Show, from the entries below, every line in which "each" appears.

[INFORMATION GIVEN Boundary: Start]

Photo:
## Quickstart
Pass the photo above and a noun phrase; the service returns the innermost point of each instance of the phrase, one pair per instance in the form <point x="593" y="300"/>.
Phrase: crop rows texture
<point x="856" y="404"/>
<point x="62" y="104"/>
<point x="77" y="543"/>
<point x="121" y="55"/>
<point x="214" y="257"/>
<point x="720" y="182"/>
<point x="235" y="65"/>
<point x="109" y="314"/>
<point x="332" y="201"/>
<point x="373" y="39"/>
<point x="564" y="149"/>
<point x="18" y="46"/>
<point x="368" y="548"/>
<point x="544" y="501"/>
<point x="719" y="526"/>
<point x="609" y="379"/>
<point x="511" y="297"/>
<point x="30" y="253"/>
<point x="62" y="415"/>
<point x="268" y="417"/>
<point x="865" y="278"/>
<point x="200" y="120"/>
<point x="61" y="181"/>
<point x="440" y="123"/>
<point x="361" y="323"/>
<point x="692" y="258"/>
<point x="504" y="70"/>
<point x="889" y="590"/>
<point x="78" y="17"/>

[INFORMATION GIVEN Boundary: End]
[INFORMATION GIVEN Boundary: Start]

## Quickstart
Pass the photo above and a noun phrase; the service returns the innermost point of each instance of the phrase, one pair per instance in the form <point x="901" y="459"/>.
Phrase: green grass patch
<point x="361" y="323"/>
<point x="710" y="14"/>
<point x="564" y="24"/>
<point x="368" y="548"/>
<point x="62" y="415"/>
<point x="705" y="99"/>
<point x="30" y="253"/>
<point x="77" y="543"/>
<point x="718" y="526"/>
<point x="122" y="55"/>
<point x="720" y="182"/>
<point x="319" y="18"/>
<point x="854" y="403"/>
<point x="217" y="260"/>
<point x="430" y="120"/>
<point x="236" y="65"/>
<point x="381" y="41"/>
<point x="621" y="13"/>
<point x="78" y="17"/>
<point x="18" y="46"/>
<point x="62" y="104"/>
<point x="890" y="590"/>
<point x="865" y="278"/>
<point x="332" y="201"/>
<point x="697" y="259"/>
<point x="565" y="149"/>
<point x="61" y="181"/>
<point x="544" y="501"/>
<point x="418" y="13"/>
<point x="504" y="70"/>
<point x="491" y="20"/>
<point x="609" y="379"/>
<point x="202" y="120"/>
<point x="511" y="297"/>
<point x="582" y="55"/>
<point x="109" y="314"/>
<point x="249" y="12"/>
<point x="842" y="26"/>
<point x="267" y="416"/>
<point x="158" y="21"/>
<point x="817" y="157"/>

[INFORMATION GIVEN Boundary: End]
[INFORMATION GIVEN Boundary: Start]

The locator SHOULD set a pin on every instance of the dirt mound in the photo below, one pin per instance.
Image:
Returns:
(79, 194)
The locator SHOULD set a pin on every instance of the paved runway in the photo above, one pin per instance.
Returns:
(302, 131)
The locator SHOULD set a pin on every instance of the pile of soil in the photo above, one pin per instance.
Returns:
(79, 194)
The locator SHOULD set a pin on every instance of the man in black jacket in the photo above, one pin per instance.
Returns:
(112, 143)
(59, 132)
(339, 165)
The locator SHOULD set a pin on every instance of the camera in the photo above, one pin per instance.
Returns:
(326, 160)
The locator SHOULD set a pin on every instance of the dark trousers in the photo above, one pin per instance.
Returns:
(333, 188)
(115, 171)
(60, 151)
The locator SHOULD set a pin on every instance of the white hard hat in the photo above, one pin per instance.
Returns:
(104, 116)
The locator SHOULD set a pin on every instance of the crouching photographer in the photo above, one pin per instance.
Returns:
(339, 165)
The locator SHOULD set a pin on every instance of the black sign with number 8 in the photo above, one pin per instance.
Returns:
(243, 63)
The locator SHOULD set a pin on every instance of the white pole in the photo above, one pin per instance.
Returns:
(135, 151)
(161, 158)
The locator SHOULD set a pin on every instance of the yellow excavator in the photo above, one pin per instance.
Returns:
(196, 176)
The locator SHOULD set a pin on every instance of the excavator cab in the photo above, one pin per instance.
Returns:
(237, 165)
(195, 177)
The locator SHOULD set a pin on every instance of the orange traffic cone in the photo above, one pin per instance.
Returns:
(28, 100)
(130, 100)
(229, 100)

[INFORMATION GIVEN Boundary: End]

• _WRITTEN SOLUTION_:
Pass the photo above and a noun phrase; the service returns the innermost point of each instance of the phrase, one pair per instance in the form <point x="593" y="300"/>.
Pass the photo above and a noun phrase; the service returns the innermost point of each instance of the phrase, one pair per instance in the form <point x="901" y="459"/>.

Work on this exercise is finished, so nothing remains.